### Data ###

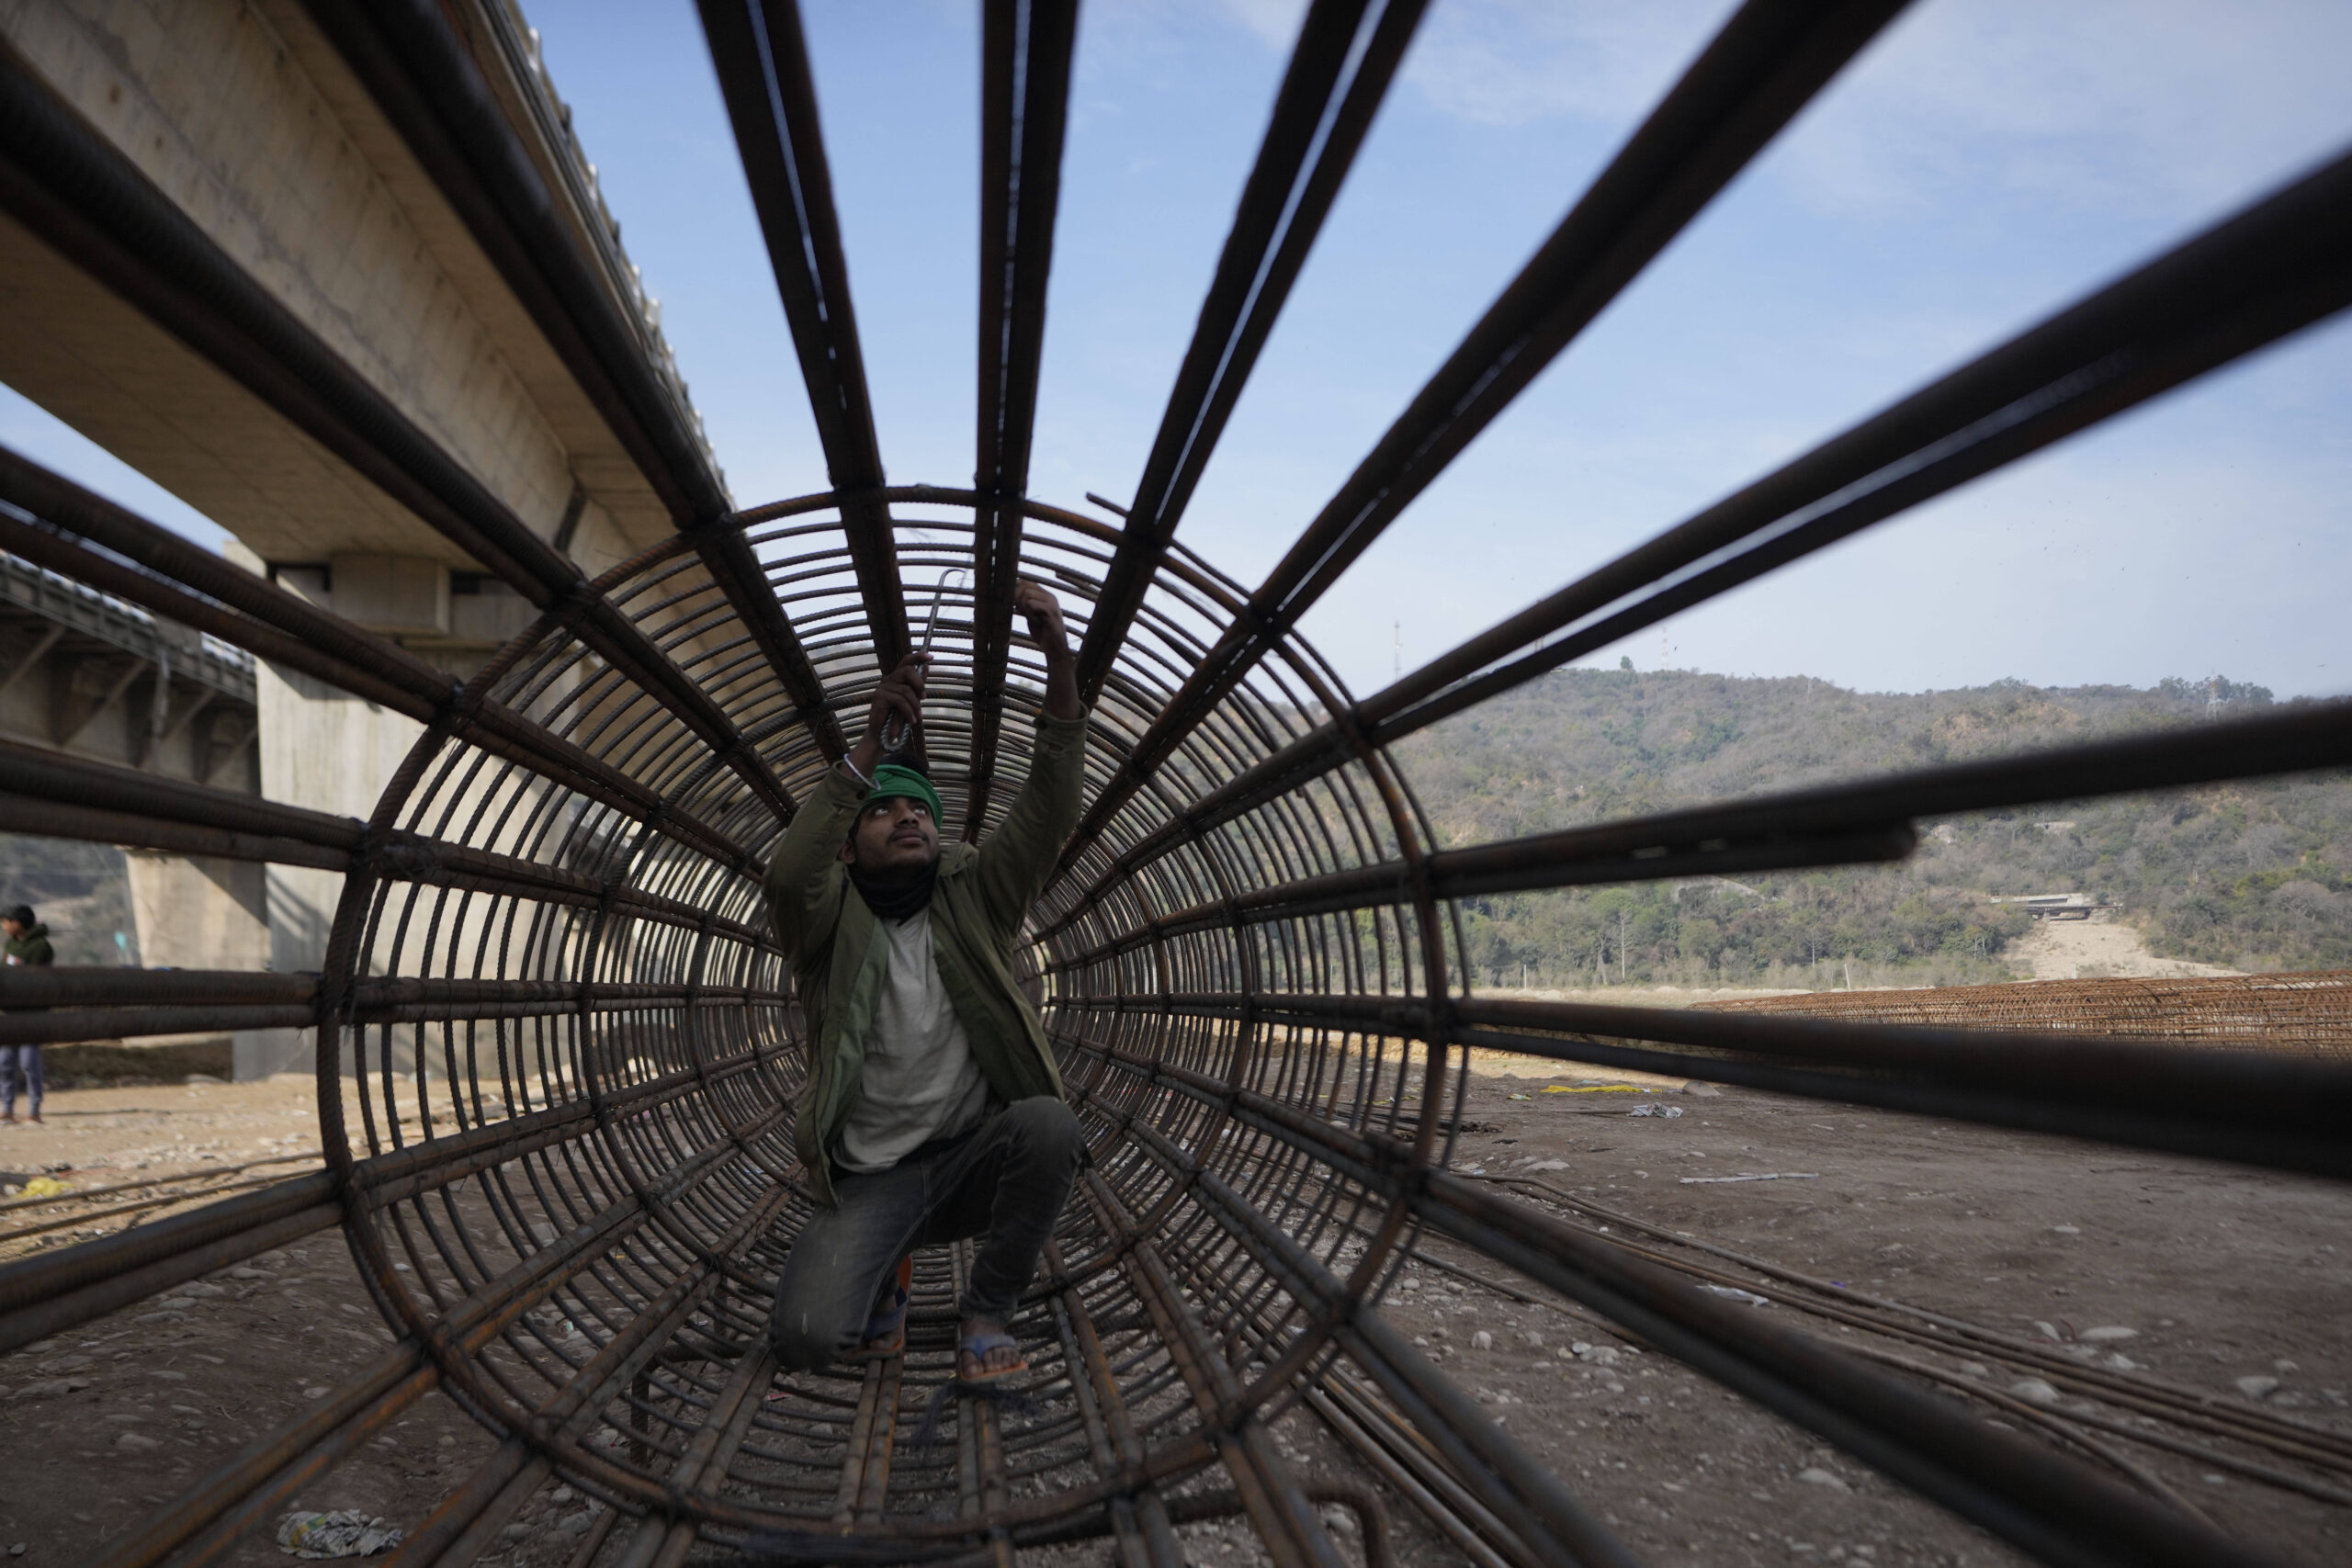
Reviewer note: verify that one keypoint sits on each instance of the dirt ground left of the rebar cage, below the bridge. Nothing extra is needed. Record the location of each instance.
(119, 1416)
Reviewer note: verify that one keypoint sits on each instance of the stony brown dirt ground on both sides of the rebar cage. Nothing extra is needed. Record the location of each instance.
(2217, 1273)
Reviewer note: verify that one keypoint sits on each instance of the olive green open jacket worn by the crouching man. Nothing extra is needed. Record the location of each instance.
(977, 913)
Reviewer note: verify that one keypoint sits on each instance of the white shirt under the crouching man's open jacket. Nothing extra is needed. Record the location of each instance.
(921, 1080)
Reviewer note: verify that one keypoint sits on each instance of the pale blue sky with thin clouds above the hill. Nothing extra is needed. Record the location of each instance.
(1982, 166)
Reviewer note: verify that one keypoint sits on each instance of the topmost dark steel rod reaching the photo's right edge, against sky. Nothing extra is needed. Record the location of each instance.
(2243, 286)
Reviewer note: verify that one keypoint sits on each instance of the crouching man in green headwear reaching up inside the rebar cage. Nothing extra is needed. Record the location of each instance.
(935, 1106)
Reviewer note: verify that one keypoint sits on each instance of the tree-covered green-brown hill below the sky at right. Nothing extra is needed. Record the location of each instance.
(2252, 876)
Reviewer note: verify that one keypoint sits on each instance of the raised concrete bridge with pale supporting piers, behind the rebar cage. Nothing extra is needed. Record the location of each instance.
(392, 201)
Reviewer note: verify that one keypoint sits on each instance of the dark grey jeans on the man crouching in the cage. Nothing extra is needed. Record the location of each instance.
(1005, 1179)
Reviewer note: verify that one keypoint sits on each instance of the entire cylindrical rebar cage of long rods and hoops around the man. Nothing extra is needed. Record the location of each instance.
(573, 1177)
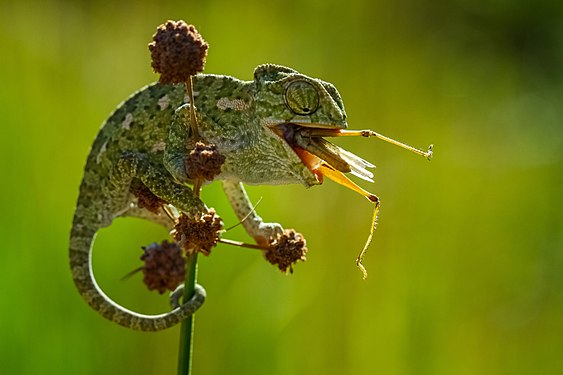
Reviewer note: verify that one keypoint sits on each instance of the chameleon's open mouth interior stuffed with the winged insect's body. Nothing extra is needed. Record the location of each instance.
(322, 157)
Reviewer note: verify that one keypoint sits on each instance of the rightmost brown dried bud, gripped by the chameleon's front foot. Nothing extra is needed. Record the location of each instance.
(286, 249)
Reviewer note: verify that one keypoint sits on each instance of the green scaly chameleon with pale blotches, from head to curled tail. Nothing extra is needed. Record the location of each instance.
(147, 138)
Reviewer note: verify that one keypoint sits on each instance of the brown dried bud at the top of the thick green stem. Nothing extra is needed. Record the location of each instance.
(198, 234)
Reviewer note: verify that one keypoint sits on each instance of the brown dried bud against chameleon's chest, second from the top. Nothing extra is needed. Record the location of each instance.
(204, 162)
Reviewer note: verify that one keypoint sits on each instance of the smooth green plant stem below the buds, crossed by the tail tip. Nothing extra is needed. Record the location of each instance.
(187, 329)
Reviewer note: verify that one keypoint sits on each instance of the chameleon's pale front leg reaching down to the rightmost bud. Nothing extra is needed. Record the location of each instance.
(254, 225)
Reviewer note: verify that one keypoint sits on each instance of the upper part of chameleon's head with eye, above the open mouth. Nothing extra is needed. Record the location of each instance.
(284, 96)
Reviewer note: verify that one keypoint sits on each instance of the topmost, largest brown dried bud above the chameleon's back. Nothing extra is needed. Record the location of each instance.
(178, 51)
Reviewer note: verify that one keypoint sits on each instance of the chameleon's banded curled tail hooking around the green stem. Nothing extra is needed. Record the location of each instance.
(80, 253)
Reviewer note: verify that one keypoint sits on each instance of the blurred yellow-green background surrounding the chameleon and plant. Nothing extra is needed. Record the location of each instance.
(466, 268)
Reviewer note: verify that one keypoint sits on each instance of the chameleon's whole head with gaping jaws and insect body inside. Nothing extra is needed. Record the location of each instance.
(296, 111)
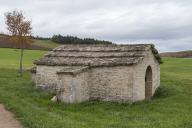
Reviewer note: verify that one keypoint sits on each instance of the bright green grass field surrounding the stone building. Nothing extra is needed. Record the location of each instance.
(170, 108)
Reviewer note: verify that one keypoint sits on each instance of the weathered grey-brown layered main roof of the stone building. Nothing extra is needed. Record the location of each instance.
(97, 55)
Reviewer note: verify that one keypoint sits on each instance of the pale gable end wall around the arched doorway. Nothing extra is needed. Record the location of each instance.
(139, 76)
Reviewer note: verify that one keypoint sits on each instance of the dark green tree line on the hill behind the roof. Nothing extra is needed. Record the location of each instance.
(75, 40)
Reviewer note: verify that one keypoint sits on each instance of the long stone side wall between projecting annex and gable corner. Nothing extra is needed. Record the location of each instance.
(111, 83)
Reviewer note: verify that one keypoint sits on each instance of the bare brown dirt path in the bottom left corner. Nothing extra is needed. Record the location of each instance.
(7, 120)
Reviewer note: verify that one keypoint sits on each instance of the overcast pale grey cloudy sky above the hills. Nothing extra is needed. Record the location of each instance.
(166, 23)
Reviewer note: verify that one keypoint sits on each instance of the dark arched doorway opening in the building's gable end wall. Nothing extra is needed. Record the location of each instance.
(148, 83)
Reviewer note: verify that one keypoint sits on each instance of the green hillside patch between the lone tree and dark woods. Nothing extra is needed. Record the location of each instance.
(45, 43)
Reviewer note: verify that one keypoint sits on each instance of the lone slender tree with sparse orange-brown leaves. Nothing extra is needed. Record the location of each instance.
(20, 32)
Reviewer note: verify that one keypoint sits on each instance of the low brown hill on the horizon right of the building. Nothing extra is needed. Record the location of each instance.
(182, 54)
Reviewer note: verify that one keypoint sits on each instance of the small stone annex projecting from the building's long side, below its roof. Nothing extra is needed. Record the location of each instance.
(73, 88)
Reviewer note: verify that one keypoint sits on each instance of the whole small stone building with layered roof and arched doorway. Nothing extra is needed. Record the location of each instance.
(120, 73)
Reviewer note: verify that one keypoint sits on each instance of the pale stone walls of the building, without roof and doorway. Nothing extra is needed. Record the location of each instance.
(118, 83)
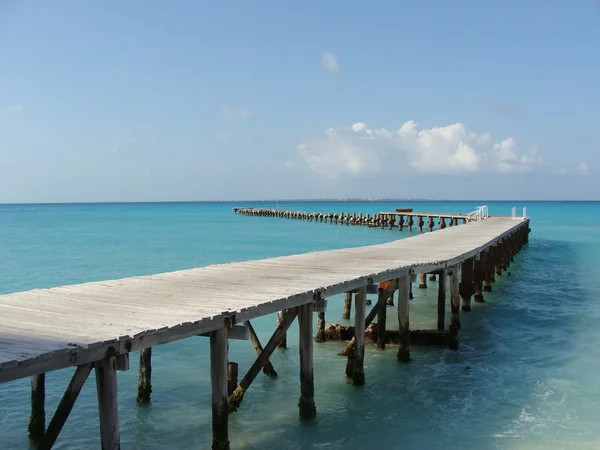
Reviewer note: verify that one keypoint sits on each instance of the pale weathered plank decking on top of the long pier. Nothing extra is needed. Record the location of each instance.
(48, 329)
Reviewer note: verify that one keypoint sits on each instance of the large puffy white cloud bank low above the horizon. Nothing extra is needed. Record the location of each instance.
(360, 149)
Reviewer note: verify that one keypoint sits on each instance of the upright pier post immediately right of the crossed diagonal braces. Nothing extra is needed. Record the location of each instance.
(306, 404)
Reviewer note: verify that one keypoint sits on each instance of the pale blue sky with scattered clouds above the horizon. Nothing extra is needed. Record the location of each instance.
(195, 100)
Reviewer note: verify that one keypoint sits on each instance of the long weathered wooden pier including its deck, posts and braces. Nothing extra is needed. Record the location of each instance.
(97, 325)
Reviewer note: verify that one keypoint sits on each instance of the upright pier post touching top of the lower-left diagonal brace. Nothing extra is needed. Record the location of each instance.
(108, 408)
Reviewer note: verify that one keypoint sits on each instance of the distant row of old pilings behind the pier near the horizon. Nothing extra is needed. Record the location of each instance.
(381, 220)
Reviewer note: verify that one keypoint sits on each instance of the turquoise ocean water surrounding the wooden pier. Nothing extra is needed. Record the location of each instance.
(531, 348)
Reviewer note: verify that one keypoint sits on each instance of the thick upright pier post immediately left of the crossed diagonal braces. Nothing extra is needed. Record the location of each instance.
(219, 383)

###

*Task requirements:* For this exercise, return the data above exactly and leave every picture out.

*Result for this task:*
Reviewer note: verify that one keypoint sits on each instance of the dirt ground left of the rebar cage, below the bridge. Nothing extra is needed. Record the location of each instance.
(119, 1416)
Reviewer note: verify that one keypoint sits on each instance of the stony brown dirt ground on both sides of the rebar cage. Nothing extra is needed. Record the location of each instance.
(2217, 1273)
Reviewer note: verify that one keypoint sits on each instance of the olive green open jacket worn by the crouching man. Nothing extra is needed. Record the location of each instance.
(977, 913)
Reviewer note: verify that one keypoint sits on each instance of the white shirt under the crouching man's open jacket. Nothing extra is needed. Record the location of each instance.
(921, 1080)
Reviewer note: verify that one keypoint sits on each instance of the pale blue sky with thin clouds above the hill. Nothing extra is needed. Record the location of each instance.
(1982, 166)
Reviewer note: verify that one keypoint sits on each instance of the topmost dark steel rod reaching the photo's right edge, against sky. Nothing extra is needed. Record the location of each instance.
(2243, 286)
Reviewer note: verify that one keypoint sits on each instance of the crouching man in green headwear reaching up inside the rebar cage. Nothing extra is needed. Record the location of each instance.
(935, 1106)
Reviewer note: verify that one keypoint sits on each instance of the tree-covered green-brown hill below the sky at right. Nothing extra is needed. Record the location of each instance.
(2252, 876)
Reviewer note: verify that one keypoint sits on each instance of the raised concrete bridge with pale supporting piers, behind the rebar cage. Nothing extra is needed. Record the location of each instance.
(392, 201)
Reviewer note: verify that one keypoint sits on each instance of the dark grey jeans on the man crouching in the cage. Nothing extra is needed. Record the location of each instance.
(1005, 1179)
Reviewer note: verify that one keypoint sits on each instance of the entire cylindrical rebar cage of long rods and hoops around the man. Nothing extra is needed. Record the location of each instance.
(573, 1177)
Reviewer note: verify that one keypoint sits on each instance of the chameleon's open mouth interior stuffed with the winged insect's body. Nothing extra is needed. Record the location of each instance.
(322, 157)
Reviewer note: verify that one keypoint sits on each instance of the rightmost brown dried bud, gripped by the chameleon's front foot. Nothing extra is needed. Record the location of each instance.
(286, 249)
Reviewer note: verify that one keypoint sits on each instance of the green scaly chameleon with pale blotches, from head to curled tail. Nothing extra is needed. Record the location of each instance.
(147, 138)
Reviewer note: verify that one keypoint sits on each instance of the brown dried bud at the top of the thick green stem. Nothing extra is needed. Record the location of each instance.
(198, 234)
Reviewer note: verify that one keypoint sits on each instance of the brown dried bud against chameleon's chest, second from the top. Nothing extra is needed. Record the location of each instance.
(204, 162)
Reviewer note: verify that one keypoint sits on each instance of the smooth green plant stem below the buds, crossed by the tail tip. Nothing extra is needed. Record the location of each instance.
(187, 329)
Reviewer note: verify that one keypoint sits on each instance of the chameleon's pale front leg reaching down to the rightmost bud. Nothing extra is needed. Record the location of each instance.
(254, 225)
Reviewer note: verify that one keypoint sits on each instance of the upper part of chameleon's head with eye, above the open mouth. Nothing extra is needed. Record the location of each instance.
(284, 96)
Reviewer note: verify that one keypoint sits on each instance of the topmost, largest brown dried bud above the chameleon's back. Nothing extra is needed. Record the location of each instance.
(178, 51)
Reviewer note: verify that one keypoint sits on each instance of the chameleon's banded curled tail hooking around the green stem. Nothing extra is needed. Record the location of each instance.
(80, 253)
Reviewer note: verify that one keypoint sits on each instance of the blurred yellow-green background surrounding the chameleon and plant. Nothing extra is needed. Record the location of each instance.
(466, 268)
Reviewer note: verify that one keypoint sits on each instance of the chameleon's whole head with gaping jaws and insect body inside. Nothing extra is needed. Record the location of each instance.
(296, 111)
Reviewer note: verify that one keypoint sits on each instance of the bright green grass field surrounding the stone building. Nothing extra is needed. Record the location of each instance.
(170, 108)
Reviewer note: verify that one keypoint sits on each instance of the weathered grey-brown layered main roof of the stone building. Nothing extra is needed. Record the location of each instance.
(97, 55)
Reviewer note: verify that one keypoint sits on each instance of the pale gable end wall around the arched doorway. Nothing extra is needed. Record the location of each instance.
(139, 76)
Reviewer note: verify that one keypoint sits on each instance of the dark green tree line on the hill behind the roof. Nothing extra is needed. Record the location of each instance.
(75, 40)
Reviewer note: verify that one keypoint sits on each instance of the long stone side wall between projecting annex and gable corner. Nothing extra is needed. Record the location of each instance.
(111, 83)
Reviewer note: verify that one keypoint sits on each instance of the bare brown dirt path in the bottom left corner. Nothing extra is needed. Record the location of each instance.
(7, 120)
Reviewer note: verify that one keypoint sits on each instance of the overcast pale grey cloudy sky above the hills. Nothing extra is needed. Record the location of each instance.
(166, 23)
Reviewer note: verify that one keypoint sits on each instance of the dark arched doorway opening in the building's gable end wall. Nothing extra is needed. Record the location of each instance.
(148, 83)
Reviewer note: verify that one keypoint sits on each instance of the green hillside patch between the lone tree and dark woods. Nothing extra is needed. Record the location of each instance.
(45, 43)
Reviewer note: verify that one keypoint sits on each instance of the lone slender tree with sparse orange-brown leaves. Nothing extra is needed. Record the location of each instance.
(20, 32)
Reviewer note: verify that one keypoint sits on each instance of the low brown hill on the horizon right of the building. Nothing extra is needed. Record the location of each instance.
(182, 54)
Reviewer note: verify that one keypoint sits on each instance of the small stone annex projecting from the building's long side, below its roof. Nothing extra is needed. Record the location of each instance.
(73, 88)
Reviewer note: verify that one keypoint sits on each instance of the whole small stone building with layered roof and arched doorway. Nothing extra is needed. Record the location of each instance.
(120, 73)
Reviewer note: verify that one keypoint sits on each instance of the pale stone walls of the building, without roof and doorway. Nothing extra is needed. Record the location of each instance.
(118, 83)
Reviewer note: verify that one keypoint sits on each instance of the pale weathered plank decking on top of the long pier. Nothing extra is needed. Record the location of each instance.
(48, 329)
Reviewer note: verify that one keypoint sits on each instance of the large puffy white cloud bank low above the horizon. Nothing extra is needed. Record the location of each instance.
(360, 149)
Reviewer note: verify that one keypoint sits on each instance of the upright pier post immediately right of the crossed diagonal braces. Nothing extra is needed. Record the location of each instance.
(306, 404)
Reviewer note: verify that one keypoint sits on each instance of the pale blue sky with scattered clouds above the horizon. Nothing extra is needed. Record the location of each instance.
(195, 100)
Reviewer note: verify that one keypoint sits on each instance of the long weathered wooden pier including its deck, posts and braces. Nothing extra is needed. Record the location of each instance.
(97, 325)
Reviewer note: verify that one keypoint sits on each instance of the upright pier post touching top of the lower-left diagonal brace. Nothing extra is needed. Record the location of each instance.
(108, 408)
Reviewer note: verify that one keypoint sits on each instance of the distant row of old pilings behind the pier near the horizon. Nothing extra is needed. Record the location of each instance.
(381, 220)
Reviewer note: verify that one keypoint sits on each instance of the turquoise ocean water surrounding the wooden pier. Nothing extra is needed. Record the location of each instance.
(531, 348)
Reviewer note: verify that one keypoint sits on each instance of the thick upright pier post immediately left of the crossed diagonal braces. Nothing extra is needed. Record the location of each instance.
(219, 383)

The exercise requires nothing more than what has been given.